Work order A:
Answer the following from the extract on fossil evidence, one answer a line:
(i) At which museum was Dr Colin Patterson a senior palaeontologist?
(ii) How many fossil experts did Luther Sunderland interview?
(iii) At which museum was Dr Raup a curator of geology?
Work order B:
Reproduce the part of the extract on fossil evidence that opens with the words containing "None of the" and closes with "of transitional forms.".

::: Extract :::

Dr Colin Patterson, a senior palaeontologist at the British Museum of Natural History, agreed about the lack of fossil evidence connecting man with a lower primate. In answer to the question, ‘What do you think of the australopithecines as man’s ancestors?’, Dr Patterson replied, ‘There is no way of knowing whether they are the ancestors to anything or not.’

The above was largely quoted from Luther Sunderland’s book, Darwin’s Enigm a: Fossils and Other Problems. This book takes a refreshingly different line from other creationist books on the fossil problem.

Sunderland formally, and in detail, interviewed five leading fossil experts from the world’s major fossil museums. Face to face in a formal scientific discussion, they not only confirm, but also enhance, what creation scientists such as Dr Duane Gish have been saying all along.

Sunderland relentlessly takes the reader on an excursion with the experts to every single major transition-the net result is devastating. Australian anti-creationist palaeontologist Michael Archer is still insisting that evolutionary transition is adequately documented in the fossils. The ‘best of the best’ in the evolutionary fossil camp claim otherwise, in their own words.

[Darwin’s Enigma is available from Creation Ministries International]


Are there any Transitional Fossils?

None of the five museum officials whom Luther Sunderland interviewed could offer a single example of a transitional series of fossilized organisms that would document the transformation of one basically different type to another.

Dr Eldredge [curator of invertebrate palaeontology at the American Museum] said that the categories of families and above could not be connected, while Dr Raup [curator of geology at the Field Museum of Natural History in Chicago] said that a dozen or so large groups could not be connected with each other. But Dr Patterson [a senior palaeontologist and editor of a prestigious journal at the British Museum of Natural History] spoke most freely about the absence of transitional forms.

::: Information given :::

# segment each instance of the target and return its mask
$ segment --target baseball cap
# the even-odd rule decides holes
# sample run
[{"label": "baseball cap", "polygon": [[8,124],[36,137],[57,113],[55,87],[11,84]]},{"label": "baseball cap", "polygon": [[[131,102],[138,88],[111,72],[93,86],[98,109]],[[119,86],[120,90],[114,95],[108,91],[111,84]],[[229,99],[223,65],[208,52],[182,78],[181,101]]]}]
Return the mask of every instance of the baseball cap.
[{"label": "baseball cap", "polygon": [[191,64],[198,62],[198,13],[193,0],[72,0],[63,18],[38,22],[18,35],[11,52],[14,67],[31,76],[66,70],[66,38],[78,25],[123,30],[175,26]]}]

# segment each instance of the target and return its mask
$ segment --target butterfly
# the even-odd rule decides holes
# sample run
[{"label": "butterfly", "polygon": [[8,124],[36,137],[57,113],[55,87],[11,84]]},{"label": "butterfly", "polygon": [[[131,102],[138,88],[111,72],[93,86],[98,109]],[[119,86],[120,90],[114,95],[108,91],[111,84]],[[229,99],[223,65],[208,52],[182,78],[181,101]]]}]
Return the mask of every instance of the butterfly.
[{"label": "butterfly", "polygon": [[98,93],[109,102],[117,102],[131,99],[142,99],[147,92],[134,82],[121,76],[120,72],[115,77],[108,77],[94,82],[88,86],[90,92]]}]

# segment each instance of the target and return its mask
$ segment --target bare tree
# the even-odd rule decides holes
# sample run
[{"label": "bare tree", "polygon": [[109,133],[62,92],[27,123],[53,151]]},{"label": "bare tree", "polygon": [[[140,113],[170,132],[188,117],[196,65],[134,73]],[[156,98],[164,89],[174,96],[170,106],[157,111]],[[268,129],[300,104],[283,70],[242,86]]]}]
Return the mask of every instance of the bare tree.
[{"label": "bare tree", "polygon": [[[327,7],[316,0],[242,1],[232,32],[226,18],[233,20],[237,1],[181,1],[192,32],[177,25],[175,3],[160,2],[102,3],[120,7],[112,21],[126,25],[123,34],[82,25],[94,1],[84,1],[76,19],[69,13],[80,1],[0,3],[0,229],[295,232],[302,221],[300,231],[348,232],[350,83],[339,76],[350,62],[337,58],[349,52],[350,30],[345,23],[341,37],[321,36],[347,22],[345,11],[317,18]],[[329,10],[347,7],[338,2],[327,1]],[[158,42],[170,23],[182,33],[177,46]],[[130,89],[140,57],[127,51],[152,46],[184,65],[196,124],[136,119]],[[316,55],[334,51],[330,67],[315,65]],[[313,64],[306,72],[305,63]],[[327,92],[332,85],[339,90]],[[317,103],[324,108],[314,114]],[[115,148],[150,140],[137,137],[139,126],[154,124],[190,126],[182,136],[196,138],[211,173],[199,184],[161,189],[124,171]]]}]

:::

Exercise solution A:
(i) The British Museum of Natural History
(ii) Five
(iii) The Field Museum of Natural History in Chicago

Exercise solution B:
None of the five museum officials whom Luther Sunderland interviewed could offer a single example of a transitional series of fossilized organisms that would document the transformation of one basically different type to another.

Dr Eldredge [curator of invertebrate palaeontology at the American Museum] said that the categories of families and above could not be connected, while Dr Raup [curator of geology at the Field Museum of Natural History in Chicago] said that a dozen or so large groups could not be connected with each other. But Dr Patterson [a senior palaeontologist and editor of a prestigious journal at the British Museum of Natural History] spoke most freely about the absence of transitional forms.